## [TO BE DONE]
Rewrite every one of the entries below, switching "pixel coordinates" to "image coordinates" and leaving everything else as it is.

## [DATA ROWS]

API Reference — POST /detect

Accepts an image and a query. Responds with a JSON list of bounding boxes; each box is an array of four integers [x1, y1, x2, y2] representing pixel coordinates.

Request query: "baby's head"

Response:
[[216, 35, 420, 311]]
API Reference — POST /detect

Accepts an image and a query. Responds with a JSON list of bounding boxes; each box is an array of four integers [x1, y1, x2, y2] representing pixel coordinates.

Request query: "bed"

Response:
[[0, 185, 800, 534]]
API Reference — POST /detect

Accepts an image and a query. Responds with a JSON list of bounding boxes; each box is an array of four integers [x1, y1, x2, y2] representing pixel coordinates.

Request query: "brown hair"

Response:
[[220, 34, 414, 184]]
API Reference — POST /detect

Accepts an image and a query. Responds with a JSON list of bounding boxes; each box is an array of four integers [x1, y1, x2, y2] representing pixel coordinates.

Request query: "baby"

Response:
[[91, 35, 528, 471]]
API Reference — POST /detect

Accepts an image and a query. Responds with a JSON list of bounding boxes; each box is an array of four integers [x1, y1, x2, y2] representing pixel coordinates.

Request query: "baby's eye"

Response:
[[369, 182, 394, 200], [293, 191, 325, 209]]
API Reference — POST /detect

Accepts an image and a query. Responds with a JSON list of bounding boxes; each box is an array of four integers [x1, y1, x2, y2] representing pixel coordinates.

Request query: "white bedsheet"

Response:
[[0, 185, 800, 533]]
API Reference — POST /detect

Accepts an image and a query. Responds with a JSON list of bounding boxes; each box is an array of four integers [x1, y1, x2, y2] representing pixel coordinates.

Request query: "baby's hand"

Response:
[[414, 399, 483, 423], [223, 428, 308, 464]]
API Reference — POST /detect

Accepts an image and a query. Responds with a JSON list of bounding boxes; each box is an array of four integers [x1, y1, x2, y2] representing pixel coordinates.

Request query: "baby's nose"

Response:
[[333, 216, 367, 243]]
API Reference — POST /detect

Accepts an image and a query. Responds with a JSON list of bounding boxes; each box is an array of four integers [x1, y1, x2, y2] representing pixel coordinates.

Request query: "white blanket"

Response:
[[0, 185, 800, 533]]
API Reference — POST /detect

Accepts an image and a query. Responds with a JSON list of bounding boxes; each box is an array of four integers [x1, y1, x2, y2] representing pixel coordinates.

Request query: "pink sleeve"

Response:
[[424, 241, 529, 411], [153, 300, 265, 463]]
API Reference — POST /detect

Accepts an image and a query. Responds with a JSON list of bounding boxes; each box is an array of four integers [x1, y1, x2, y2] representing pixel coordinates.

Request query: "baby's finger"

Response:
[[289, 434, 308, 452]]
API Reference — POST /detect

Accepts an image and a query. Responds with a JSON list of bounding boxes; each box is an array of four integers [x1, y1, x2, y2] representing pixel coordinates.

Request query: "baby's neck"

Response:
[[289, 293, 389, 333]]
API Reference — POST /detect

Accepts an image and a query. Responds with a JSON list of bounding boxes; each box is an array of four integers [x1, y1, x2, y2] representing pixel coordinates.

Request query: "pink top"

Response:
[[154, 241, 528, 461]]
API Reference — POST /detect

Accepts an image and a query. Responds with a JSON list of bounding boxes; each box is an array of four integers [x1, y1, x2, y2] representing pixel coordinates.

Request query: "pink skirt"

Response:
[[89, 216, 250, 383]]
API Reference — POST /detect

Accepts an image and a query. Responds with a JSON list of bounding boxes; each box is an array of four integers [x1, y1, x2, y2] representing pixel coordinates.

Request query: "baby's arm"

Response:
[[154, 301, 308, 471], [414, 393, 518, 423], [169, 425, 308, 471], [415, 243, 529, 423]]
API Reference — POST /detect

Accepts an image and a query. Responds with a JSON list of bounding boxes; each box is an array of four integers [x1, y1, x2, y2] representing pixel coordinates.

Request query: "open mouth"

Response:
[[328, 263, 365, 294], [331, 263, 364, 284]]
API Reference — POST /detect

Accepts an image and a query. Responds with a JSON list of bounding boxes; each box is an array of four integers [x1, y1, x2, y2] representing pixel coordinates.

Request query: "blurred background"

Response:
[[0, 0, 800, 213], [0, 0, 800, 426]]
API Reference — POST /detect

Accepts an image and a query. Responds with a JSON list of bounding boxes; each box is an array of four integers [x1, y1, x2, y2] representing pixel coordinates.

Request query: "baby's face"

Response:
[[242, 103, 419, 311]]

## [RESULT FOR THIS TASK]
API Reference — POST /detect

Accepts an image and a query. Responds with a JSON list of bounding boxes; each box is an array of four integers [x1, y1, x2, y2] representing image coordinates.

Request query: "baby's head"

Response:
[[216, 35, 420, 311]]
API Reference — POST /detect

Accepts an image and a query. Responds with a JSON list of bounding boxes; each box is an array of four integers [x1, y1, x2, y2] representing image coordinates.

Request query: "bed"

Response:
[[0, 185, 800, 534]]
API Reference — POST /detect

Accepts an image and a query. Responds with a JSON list of bounding boxes; each box is an array of four integers [x1, y1, x2, y2] representing image coordinates.

Request query: "brown hair"

Response:
[[220, 34, 414, 184]]
API Reference — POST /detect

Accepts an image and a query. Responds with a JSON list of bounding boxes; each box is an array of four integers [x1, y1, x2, y2] representing image coordinates.

Request query: "baby"

Response:
[[91, 35, 528, 471]]
API Reference — POST /detect

Accepts an image and a query. Responds with a JSON list of bounding boxes; each box is an array of four integers [x1, y1, x2, y2] representing image coordinates.

Request query: "baby's eye"

Response:
[[369, 182, 394, 200], [293, 191, 325, 209]]
API Reference — POST /detect

Accepts an image and a query. Responds with a JSON list of bounding boxes; each box is an array of four integers [x1, y1, x2, y2] representing image coordinates.

Request query: "white bedsheet"

Response:
[[0, 185, 800, 533]]
API Reference — POST /detect

Accepts an image and a query. Responds with a JSON list of bounding boxes; each box is an array of four integers [x1, y1, x2, y2] representing image coordinates.

Request query: "baby's hand"

Response:
[[414, 399, 483, 423], [223, 428, 308, 464]]
API Reference — POST /detect

Accepts an image and a query. Responds with a JSON list of bounding boxes; each box is an array of four integers [x1, y1, x2, y2] representing image coordinates.

Request query: "baby's nose"

Response:
[[333, 216, 367, 243]]
API Reference — POST /detect

Accepts an image and a query. Responds with a JSON list of bounding boxes; each box is an array of four integers [x1, y1, x2, y2] representing image coordinates.

Request query: "white blanket"

Response:
[[0, 185, 800, 533]]
API Reference — POST /detect

Accepts an image and a query. Responds with a JSON list of bounding boxes; each box is an array of four integers [x1, y1, x2, y2] representing image coordinates.

Request query: "pink sleeve"

Response:
[[424, 241, 529, 411], [153, 300, 265, 463]]
API Reference — POST /detect

Accepts an image and a query. Responds with a JSON list of bounding boxes; each box is an array of four integers [x1, y1, x2, y2] representing image coordinates.

Request query: "baby's finger"

Response:
[[289, 434, 308, 452]]
API Reference — POST /detect

Accepts an image and a query. Responds with a JSON list of bounding boxes; each box is an array of four integers [x1, y1, x2, y2] representing image coordinates.

Request query: "baby's neck"

Response:
[[289, 293, 389, 333]]
API Reference — POST /detect

Accepts an image and a query. Responds with a JSON list of bounding boxes; each box is an array of four integers [x1, y1, x2, y2] representing image coordinates.

Request query: "pink top"

Response:
[[154, 241, 528, 461]]
API Reference — POST /detect

Accepts an image and a query. Responds with a JSON list of bounding boxes; each box is an array of four integers [x1, y1, x2, y2] representing image coordinates.

Request query: "pink skirt"

Response:
[[89, 216, 250, 383]]
API Reference — POST /detect

Accepts an image and a query. Responds with a JSON list of bounding boxes; each box is an array of four integers [x1, y1, x2, y2] representing image coordinates.

Request query: "baby's arm"

Response:
[[154, 301, 308, 471], [414, 393, 518, 423], [169, 425, 308, 471], [415, 243, 529, 423]]
API Reference — POST /detect

Accepts an image and a query. Responds with a JSON list of bounding boxes; each box is an array of four integers [x1, y1, x2, y2] representing image coordinates.

Request query: "open mouth"

Response:
[[328, 263, 365, 294], [331, 263, 364, 284]]
API Reference — POST /detect

Accepts an image and a query. Responds with a JSON list of bounding boxes; each box is an array of four integers [x1, y1, x2, y2] representing image coordinates.

Request query: "blurred background"

Response:
[[0, 0, 800, 213], [0, 0, 800, 426]]
API Reference — POST /detect

Accepts an image and a query. Responds with a JSON list of bounding boxes; each box is an array of four integers [x1, y1, x2, y2] representing image coordinates.

Request query: "baby's face"

Response:
[[242, 103, 419, 311]]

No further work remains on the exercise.